BEGIN TEXT PROVIDED

Additionally, working with Motorsport Ireland and the Rallies’ Commission, we were instrumental in creating the MIJRS dual surface championship, popularising the entry level J1000 class, introducing the new Junior Rally A license for drivers 16 years of age and popularising the FIA pyramid of homologated cars.


All these steps are designed to pave a pathway to the World championship for exceptional Irish talent.


Some people might wonder whether supporting young drivers allows you to experience rallying from another perspective. Do you ever feel you’re living a little of your own racing dreams through their progress?


JC: We have already made substantial progress in just six years with three co-driver and one drivers’ Junior World title achieved, a BRC title, numerous JBRC titles and ERC and JERC podiums. We now have two crews competing in Rally1 – the highest level of the sport.


With some twenty drivers and co-drivers enrolled in the 2026 Academy class, some just starting their international careers and some at the highest world level, we can be very positive about the impact and progress of the Academy to date.


We have significantly increased the visibility of the sport of rallying at home and abroad and are well on the way towards the objective we set of putting an Irish crew on the top step of the world championship by 2030.



How hands-on are you with the Academy’s drivers and co-drivers? Are you involved in mentoring them directly, helping with strategy and career decisions, or do you prefer to support them more from behind the scenes?


JC: While Sean McHugh concentrates on identifying and supporting young talent in Irish, British and European Championship events, I focus on World Rally Championship events to directly mentor, support and encourage our competitors at that level.


Additionally we have a committed and talented team of experts working to guide and support our Academy members in the general athletic development needs of nutrition, fitness both physical and mental, media management, sponsorship seeking, and the rally-specific skills of making pace notes, driving, mechanical competence, event organisation and management and logistics planning.


Drivers like Jon Armstrong, Josh McErlean and William Creighton are now making their way through the international ranks. What qualities do you see in them that make you believe they can succeed on the world stage?


JC: The Academy project has delivered immense personal satisfaction as I have watched our supported athletes rise to European and World competitive levels, as I live vicariously through their success. I have also had the privilege of participating in their personal development from teenagers to accomplished young adults.


This is perhaps the most satisfying of all the elements of the project.


While the structure and content of our development programme is important to athlete development, the critical requirements for the success we have seen to date of our senior athletes, William Creighton, Jon Armstrong and Josh McErlean is their single-minded focus on their sport, the immense work ethic and most important of all the hunger and will to win.



Establishing and sustaining a programme like that requires significant backing. Roughly how much have you personally invested so far, and how much further are you prepared to go to help Irish talent reach the top level?


JC: I decided to make an initial ten-year commitment to the Academy project, both financially and with my personal leadership involvement. Based on progress to date and the lessons we have learned of what works and what doesn’t, we are now working to obtain additional commercial support to complement my own multi-million Euro financial backing to extend the Academy indefinitely.


You continue to compete in international events, including the ARA National Championship in the United States. What keeps the competitive fire burning – and how long do you see yourself continuing to rally?


JC: In order to keep myself grounded in the realities of competition, I still try to compete at a few events each year. While I’m no longer as sharp as I once was, I still greatly enjoy the sensation of driving against the clock in all conditions and terrain. I hope to keep doing that as long as I can pass my annual medical certifications.

END TEXT PROVIDED

PROBLEM TO WORK ON: Can you return the passage of the rally academy interview from "We have significantly" up to and including "championship by 2030.", copied word for word?

BEGIN SUPPLIED MATERIAL

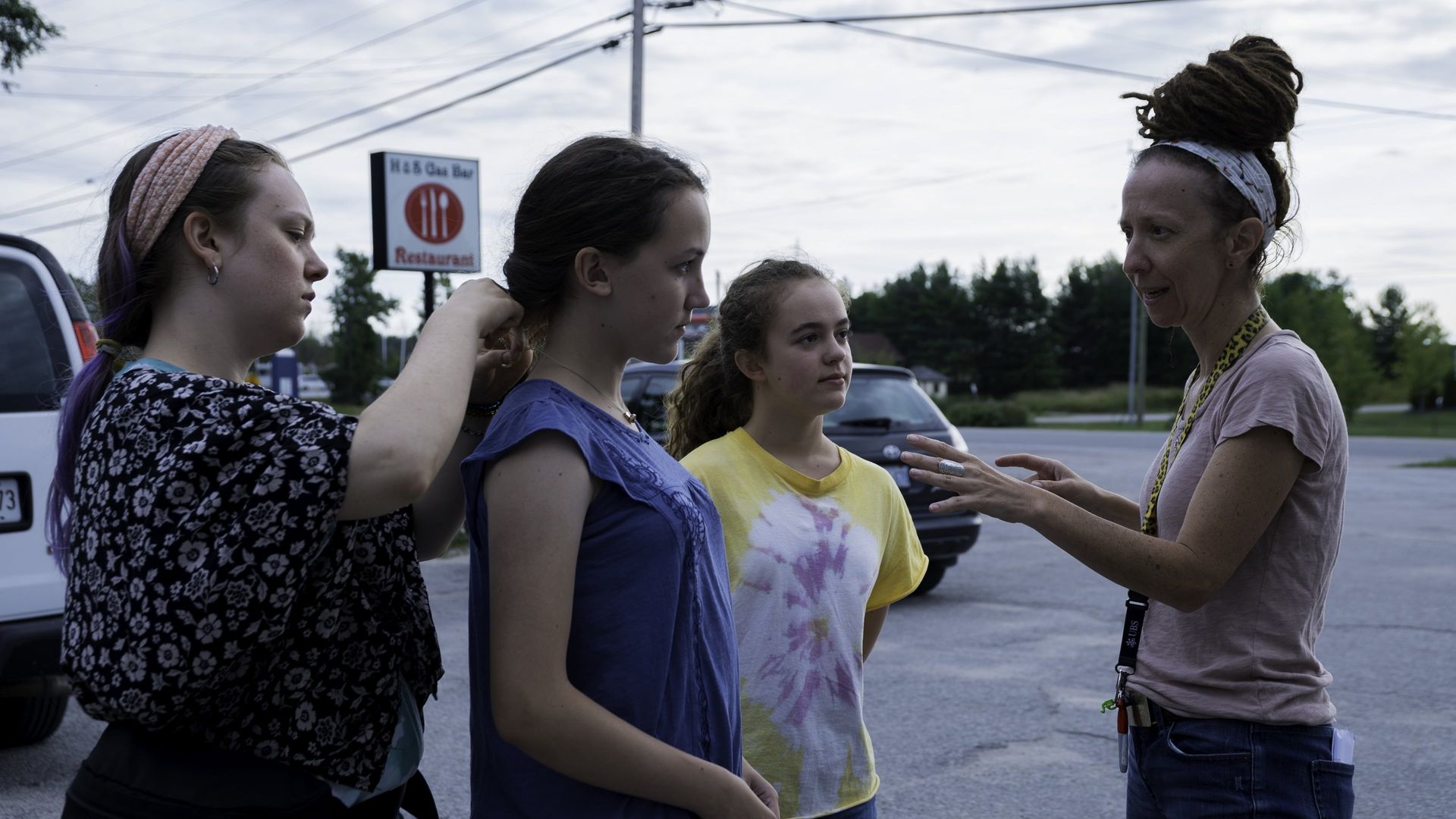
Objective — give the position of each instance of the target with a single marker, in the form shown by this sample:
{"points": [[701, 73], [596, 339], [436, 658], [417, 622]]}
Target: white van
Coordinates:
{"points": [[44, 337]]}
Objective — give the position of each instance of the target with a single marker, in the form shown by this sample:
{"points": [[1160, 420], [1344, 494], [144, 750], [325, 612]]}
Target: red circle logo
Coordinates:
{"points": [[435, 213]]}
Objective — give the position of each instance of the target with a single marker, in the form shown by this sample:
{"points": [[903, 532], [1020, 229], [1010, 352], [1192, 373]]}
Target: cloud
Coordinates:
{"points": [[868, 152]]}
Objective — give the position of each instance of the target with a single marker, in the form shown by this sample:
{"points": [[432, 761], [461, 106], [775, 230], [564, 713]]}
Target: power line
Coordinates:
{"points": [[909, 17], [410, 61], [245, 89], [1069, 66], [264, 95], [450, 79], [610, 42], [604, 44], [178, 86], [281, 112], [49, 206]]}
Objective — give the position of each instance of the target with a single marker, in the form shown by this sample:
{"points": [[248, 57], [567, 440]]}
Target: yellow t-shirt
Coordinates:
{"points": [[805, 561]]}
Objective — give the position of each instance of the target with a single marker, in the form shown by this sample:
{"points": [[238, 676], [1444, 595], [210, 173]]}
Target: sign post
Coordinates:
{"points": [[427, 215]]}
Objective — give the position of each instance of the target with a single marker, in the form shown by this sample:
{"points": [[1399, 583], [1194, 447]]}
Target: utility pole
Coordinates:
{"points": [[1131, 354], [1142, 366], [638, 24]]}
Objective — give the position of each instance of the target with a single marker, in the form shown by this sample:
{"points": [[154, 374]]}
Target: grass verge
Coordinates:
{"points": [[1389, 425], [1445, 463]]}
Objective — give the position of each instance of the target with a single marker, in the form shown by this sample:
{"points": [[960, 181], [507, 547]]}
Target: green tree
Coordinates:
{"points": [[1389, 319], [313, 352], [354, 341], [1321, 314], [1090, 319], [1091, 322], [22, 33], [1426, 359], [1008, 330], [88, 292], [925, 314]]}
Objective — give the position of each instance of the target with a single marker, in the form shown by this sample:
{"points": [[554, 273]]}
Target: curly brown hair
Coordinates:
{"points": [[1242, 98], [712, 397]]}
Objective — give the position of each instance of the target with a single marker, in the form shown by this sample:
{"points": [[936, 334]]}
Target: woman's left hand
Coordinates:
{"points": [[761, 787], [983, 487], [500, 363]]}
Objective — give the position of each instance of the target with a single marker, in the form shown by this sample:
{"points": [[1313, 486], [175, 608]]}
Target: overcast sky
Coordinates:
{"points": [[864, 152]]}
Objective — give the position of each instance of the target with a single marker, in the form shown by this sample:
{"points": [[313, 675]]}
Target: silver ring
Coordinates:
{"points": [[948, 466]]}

END SUPPLIED MATERIAL
BEGIN SUPPLIED MATERIAL

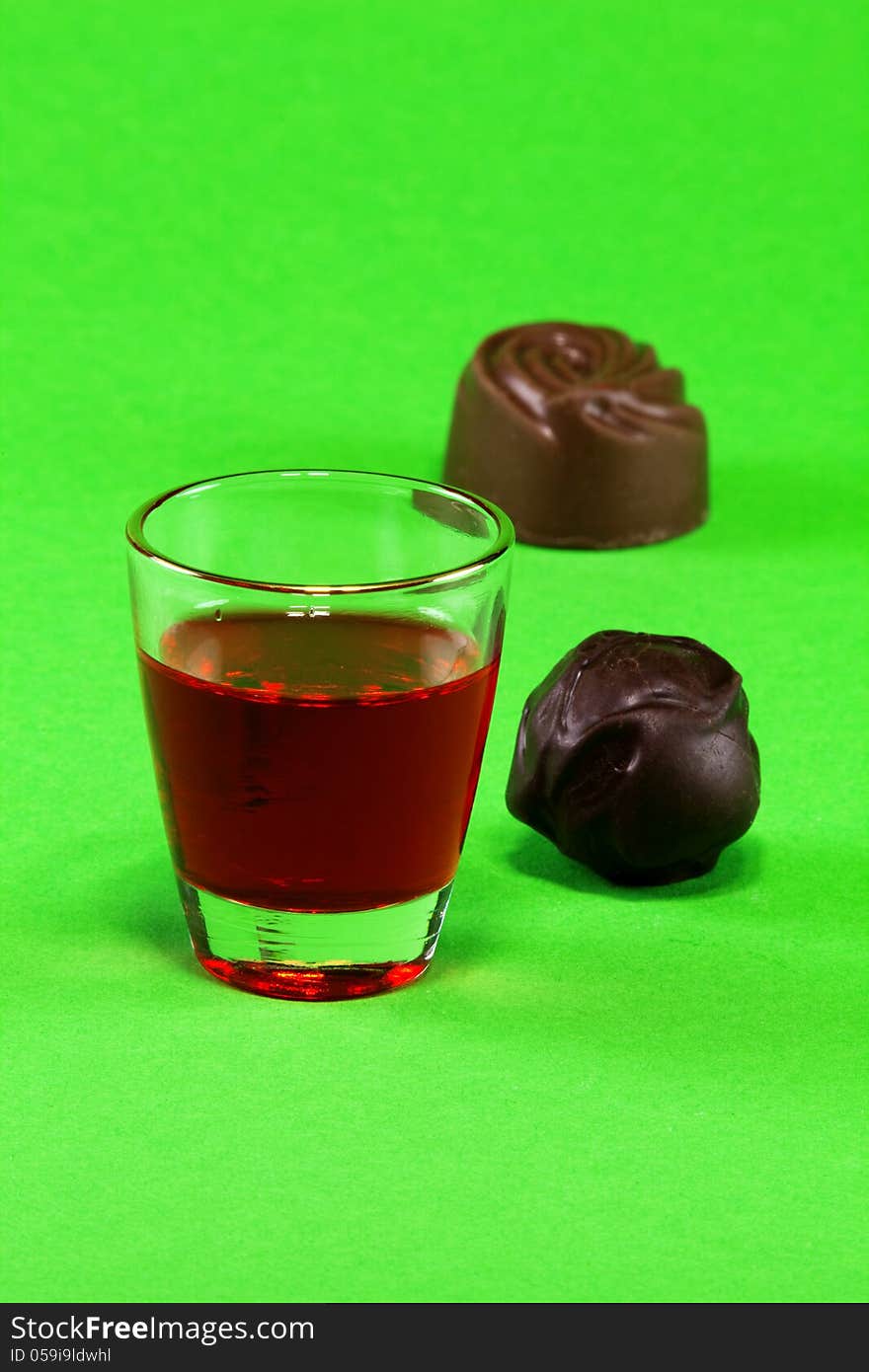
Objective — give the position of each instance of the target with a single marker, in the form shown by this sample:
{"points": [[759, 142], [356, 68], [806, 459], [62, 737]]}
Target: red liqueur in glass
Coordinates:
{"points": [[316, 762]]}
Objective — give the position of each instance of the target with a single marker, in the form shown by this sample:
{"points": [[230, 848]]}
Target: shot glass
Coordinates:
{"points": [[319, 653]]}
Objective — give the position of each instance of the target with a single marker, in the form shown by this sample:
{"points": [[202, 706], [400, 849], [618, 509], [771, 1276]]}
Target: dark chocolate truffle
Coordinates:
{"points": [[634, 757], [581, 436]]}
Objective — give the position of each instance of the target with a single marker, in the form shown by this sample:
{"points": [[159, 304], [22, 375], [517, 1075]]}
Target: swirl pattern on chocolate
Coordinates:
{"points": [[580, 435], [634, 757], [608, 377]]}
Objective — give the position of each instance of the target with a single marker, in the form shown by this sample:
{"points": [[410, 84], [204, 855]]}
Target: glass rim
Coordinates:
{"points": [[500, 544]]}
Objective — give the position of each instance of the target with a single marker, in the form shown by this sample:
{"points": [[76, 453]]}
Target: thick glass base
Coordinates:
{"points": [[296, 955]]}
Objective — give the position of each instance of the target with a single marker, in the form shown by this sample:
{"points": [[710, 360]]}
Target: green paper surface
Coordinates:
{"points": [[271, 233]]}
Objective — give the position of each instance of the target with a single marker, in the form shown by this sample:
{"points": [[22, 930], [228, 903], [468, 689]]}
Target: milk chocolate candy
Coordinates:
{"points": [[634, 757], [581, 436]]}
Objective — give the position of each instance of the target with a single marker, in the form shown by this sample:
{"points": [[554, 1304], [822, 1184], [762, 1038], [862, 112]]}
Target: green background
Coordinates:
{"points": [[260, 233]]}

END SUPPLIED MATERIAL

ANSWER BOX:
We have significantly increased the visibility of the sport of rallying at home and abroad and are well on the way towards the objective we set of putting an Irish crew on the top step of the world championship by 2030.